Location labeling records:

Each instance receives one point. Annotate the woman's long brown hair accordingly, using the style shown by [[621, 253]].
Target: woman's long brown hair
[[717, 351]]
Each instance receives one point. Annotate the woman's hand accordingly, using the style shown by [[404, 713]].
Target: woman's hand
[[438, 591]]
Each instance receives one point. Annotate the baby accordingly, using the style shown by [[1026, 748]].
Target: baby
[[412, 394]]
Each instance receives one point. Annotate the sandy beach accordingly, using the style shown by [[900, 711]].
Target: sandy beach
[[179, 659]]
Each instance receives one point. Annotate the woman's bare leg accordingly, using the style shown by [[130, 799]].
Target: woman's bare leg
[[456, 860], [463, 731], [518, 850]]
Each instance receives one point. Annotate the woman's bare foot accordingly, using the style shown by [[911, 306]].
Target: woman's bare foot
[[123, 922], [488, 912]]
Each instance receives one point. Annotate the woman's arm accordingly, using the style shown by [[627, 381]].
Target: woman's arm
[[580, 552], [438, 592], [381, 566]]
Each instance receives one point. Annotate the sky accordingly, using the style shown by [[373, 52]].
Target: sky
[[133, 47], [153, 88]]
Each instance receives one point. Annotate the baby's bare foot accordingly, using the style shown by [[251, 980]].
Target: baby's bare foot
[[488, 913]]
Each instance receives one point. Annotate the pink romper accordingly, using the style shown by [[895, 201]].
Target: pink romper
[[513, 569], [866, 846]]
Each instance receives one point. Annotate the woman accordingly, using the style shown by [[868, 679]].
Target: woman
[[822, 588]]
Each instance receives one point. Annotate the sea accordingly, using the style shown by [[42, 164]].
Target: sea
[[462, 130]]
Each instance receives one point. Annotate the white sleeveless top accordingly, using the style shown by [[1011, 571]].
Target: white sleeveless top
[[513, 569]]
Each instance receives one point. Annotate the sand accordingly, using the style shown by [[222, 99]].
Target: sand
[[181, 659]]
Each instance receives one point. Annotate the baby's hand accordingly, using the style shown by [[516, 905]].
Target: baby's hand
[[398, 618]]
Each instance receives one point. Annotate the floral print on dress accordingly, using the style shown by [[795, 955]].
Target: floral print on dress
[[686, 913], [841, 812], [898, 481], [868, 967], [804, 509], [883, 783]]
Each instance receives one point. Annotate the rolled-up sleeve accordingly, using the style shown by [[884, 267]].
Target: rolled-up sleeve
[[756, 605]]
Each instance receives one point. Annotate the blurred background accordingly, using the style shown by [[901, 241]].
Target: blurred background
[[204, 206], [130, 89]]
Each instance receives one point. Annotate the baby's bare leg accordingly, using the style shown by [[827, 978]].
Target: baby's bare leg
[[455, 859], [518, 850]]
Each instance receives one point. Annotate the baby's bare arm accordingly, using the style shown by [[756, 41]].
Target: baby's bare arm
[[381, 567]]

==

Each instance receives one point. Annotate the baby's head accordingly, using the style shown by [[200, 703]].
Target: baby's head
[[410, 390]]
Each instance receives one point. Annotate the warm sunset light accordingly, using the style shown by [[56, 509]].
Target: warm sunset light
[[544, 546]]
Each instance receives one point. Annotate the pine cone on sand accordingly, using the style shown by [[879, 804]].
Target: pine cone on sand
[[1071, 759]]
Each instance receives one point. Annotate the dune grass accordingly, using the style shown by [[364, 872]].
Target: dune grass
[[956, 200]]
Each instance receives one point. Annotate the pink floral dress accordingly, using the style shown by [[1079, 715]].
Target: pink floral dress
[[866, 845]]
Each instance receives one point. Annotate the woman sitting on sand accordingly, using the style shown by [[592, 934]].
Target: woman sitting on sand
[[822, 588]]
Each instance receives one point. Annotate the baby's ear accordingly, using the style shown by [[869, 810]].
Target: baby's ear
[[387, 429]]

Instruction: Copy everything above from the line containing "Each instance receives one point. Annotate the rolled-up" down to the line containing "[[381, 567]]", including both of those lines, with no changes.

Reply:
Each instance receives one point. Annotate the rolled-up sleeve accordingly, using the style shown by [[884, 267]].
Target: rolled-up sleeve
[[756, 605]]
Each instance receives one point. Annotate the blurred background accordingly, using the style shown by [[901, 241]].
Target: blurred background
[[204, 206], [130, 89]]
Each instance receives one point. Annotate the baby's bare leg accordingly, using the style shown by [[827, 978]].
Target: baby's bare leg
[[455, 859], [518, 850]]
Each instance receives one point. Annotate the baby's bare arm accordingly, using the style shown by [[756, 41]].
Target: baby's bare arm
[[381, 567]]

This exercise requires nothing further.